| CHECK YOUR UNDERSTANDING |
[1] Which people are named in the Pennsylvania Senate race text below? List each one once.
[2] Could you repeat, word for word, the part of the Pennsylvania Senate race text below from "Biden won Pennsylvania" to "representative Malcolm Kenyatta."?

Biden won Pennsylvania by a narrow 1.7 per cent in 2020, recapturing it for Democrats who lost it to Trump in 2016 by a similarly slim margin.

Yet Fredericks claims he can make up the gap.

“There's no question that with all the money on negative ads, Oz can’t go down anymore,” he says.

Fetterman, 53, suffered a stroke on the eve of the Democratic primary in May, when he defeated congressman Conor Lamb and state representative Malcolm Kenyatta.

He has not fully returned to campaigning, and rather clever attacked Oz on social media and with television adverts, labelling the television celebrity as a super wealthy out-of-towner, given he most recently lived in New Jersey and only moved to Pennsylvania to allow him to contest the Senate race.

Dr Oz blames viral gaffe on 'exhaustion'

For some time there were questions as to whether Fetterman would take part in three scheduled debates that are due to take place before election day on 8 November.

Yet this week, Fetterman told Politico he would be taking part.

“We’re absolutely going to debate Dr Oz, and that was really always our intent to do that,” he said.

“It was just simply only ever been about addressing some of the lingering issues of the stroke, the auditory processing, and we’re going to be able to work that out.”

Fredericks says there are legitimate questions to be asked about the Democrat’s health. When Fetterman’s campaign mocked Oz for a TV spot filmed in the produce aisle of a grocery store, the Republican hit back, saying if the Democrat “had ever eaten a vegetable in his life, then maybe he wouldn’t have had a major stroke”.

| DATASET ENTRIES |
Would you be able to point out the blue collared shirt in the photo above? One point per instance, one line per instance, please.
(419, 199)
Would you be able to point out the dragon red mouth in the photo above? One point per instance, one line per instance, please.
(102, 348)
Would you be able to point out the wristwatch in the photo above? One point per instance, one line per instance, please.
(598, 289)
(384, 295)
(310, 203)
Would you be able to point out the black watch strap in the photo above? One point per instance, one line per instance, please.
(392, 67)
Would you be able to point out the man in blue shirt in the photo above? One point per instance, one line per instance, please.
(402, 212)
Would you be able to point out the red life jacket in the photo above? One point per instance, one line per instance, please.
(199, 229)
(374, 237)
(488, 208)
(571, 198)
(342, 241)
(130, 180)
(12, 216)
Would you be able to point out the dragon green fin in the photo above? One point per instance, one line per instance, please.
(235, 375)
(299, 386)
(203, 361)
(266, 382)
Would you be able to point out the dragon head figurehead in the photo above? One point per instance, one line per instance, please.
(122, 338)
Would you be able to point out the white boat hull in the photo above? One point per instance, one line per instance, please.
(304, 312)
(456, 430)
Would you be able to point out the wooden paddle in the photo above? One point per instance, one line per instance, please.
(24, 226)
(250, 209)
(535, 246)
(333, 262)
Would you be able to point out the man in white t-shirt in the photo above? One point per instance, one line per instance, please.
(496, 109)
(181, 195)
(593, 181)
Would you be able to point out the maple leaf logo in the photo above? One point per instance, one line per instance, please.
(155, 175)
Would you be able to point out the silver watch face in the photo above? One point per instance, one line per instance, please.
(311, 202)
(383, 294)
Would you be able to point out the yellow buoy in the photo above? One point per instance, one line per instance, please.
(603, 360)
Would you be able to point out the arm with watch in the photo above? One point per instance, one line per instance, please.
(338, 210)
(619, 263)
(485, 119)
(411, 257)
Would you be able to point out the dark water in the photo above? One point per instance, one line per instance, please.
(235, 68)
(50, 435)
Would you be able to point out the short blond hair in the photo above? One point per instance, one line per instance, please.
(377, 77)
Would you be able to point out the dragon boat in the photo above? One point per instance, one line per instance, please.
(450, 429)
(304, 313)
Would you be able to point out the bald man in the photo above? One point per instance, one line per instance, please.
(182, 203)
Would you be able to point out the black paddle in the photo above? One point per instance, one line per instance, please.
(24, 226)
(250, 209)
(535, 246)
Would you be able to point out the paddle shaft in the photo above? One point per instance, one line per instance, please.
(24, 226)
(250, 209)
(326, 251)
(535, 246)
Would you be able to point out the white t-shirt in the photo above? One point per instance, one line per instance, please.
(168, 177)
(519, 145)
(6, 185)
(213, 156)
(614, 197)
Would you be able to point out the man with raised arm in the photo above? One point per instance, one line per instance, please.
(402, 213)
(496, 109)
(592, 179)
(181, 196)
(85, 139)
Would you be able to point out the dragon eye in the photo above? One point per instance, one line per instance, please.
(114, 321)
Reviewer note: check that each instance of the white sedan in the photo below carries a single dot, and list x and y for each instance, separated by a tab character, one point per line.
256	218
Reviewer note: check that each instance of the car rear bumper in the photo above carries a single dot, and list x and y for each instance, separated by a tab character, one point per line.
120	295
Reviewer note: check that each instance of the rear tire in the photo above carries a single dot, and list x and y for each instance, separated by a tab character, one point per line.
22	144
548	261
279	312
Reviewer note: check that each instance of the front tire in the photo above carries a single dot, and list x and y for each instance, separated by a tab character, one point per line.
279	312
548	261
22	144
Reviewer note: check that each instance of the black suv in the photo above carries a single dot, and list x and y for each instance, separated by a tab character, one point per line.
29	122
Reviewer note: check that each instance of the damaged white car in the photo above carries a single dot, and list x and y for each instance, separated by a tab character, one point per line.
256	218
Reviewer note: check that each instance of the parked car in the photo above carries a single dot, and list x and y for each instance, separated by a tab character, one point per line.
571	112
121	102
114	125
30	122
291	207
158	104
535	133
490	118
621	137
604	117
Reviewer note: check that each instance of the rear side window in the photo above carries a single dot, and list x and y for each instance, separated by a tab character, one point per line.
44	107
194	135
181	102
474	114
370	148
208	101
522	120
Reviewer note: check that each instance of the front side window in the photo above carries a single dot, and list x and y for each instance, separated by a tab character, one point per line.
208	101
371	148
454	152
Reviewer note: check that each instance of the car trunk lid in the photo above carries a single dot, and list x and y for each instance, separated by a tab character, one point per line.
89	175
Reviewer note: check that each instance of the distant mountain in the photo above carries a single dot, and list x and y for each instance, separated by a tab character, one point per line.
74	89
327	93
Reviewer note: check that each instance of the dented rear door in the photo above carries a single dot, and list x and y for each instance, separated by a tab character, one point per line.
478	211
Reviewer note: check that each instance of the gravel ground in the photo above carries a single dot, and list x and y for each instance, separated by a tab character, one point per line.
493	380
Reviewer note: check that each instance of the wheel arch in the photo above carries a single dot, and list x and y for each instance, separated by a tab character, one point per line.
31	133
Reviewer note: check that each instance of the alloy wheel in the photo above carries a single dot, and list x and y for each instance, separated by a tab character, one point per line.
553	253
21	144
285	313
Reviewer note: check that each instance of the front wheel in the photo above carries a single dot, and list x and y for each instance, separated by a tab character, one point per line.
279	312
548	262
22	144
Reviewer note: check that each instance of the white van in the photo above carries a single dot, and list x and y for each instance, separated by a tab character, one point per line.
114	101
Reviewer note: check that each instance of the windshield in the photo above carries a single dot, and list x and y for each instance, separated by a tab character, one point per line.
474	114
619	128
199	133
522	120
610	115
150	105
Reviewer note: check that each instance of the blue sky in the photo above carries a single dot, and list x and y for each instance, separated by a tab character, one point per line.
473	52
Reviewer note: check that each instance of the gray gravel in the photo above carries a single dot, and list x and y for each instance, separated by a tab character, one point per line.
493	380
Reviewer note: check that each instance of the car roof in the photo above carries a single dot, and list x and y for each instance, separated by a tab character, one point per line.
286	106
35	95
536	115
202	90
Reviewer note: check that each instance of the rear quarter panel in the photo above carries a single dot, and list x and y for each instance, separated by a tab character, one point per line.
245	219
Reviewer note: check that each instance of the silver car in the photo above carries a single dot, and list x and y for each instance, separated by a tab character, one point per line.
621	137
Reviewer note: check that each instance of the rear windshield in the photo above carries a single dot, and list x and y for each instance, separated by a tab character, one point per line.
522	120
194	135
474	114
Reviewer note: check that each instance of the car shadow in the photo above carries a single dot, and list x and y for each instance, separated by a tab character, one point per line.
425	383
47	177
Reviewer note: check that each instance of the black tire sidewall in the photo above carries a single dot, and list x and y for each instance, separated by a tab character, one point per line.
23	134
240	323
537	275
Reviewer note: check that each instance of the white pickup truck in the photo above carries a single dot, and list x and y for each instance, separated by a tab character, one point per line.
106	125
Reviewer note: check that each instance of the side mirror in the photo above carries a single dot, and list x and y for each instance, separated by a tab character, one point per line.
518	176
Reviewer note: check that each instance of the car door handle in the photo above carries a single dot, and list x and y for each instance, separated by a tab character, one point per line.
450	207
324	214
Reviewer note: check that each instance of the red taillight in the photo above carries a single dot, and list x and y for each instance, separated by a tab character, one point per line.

| REPLIES |
[1] Biden, Trump, Fredericks, Oz, Fetterman, Conor Lamb, Malcolm Kenyatta

[2]
Biden won Pennsylvania by a narrow 1.7 per cent in 2020, recapturing it for Democrats who lost it to Trump in 2016 by a similarly slim margin.

Yet Fredericks claims he can make up the gap.

“There's no question that with all the money on negative ads, Oz can’t go down anymore,” he says.

Fetterman, 53, suffered a stroke on the eve of the Democratic primary in May, when he defeated congressman Conor Lamb and state representative Malcolm Kenyatta.